### Vorliegende Datensätze
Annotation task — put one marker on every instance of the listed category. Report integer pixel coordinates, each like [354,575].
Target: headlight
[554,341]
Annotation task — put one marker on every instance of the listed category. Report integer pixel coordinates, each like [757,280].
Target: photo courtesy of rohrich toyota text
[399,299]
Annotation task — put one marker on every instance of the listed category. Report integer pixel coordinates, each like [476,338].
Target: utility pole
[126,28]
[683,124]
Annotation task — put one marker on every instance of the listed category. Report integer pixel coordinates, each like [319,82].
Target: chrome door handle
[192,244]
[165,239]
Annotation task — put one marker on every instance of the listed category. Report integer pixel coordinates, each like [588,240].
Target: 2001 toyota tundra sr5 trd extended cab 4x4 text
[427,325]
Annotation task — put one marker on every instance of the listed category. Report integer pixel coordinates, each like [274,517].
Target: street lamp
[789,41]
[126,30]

### Arbeitsanweisung
Geben Sie sämtliche Zeilen der obigen Datensätze unverändert und in derselben Reihenfolge aus.

### Ausgabe
Annotation task — put one marker on every instance of the listed category. Report integer pixel coordinates, each like [354,575].
Target: headlight
[554,341]
Annotation task — put one marker on every instance of the listed category. Report integer pixel coordinates, each like [757,280].
Target: photo courtesy of rohrich toyota text
[399,299]
Annotation task — put one marker on every instance of the listed category. Report integer pixel coordinates, each like [476,338].
Target: utility pole
[126,28]
[683,124]
Annotation task — put one marker on every instance of the listed category. Report integer pixel coordinates, each like [319,82].
Target: chrome door handle
[192,244]
[165,239]
Annotation task — put one marker on every instance of the listed category. Report integer pixel coordinates, each like [588,240].
Target: 2001 toyota tundra sr5 trd extended cab 4x4 text
[427,325]
Annotation task — put one marker on every instance of the listed category. Report integer pixel coordinates, each like [274,517].
Target: street lamp
[789,41]
[126,30]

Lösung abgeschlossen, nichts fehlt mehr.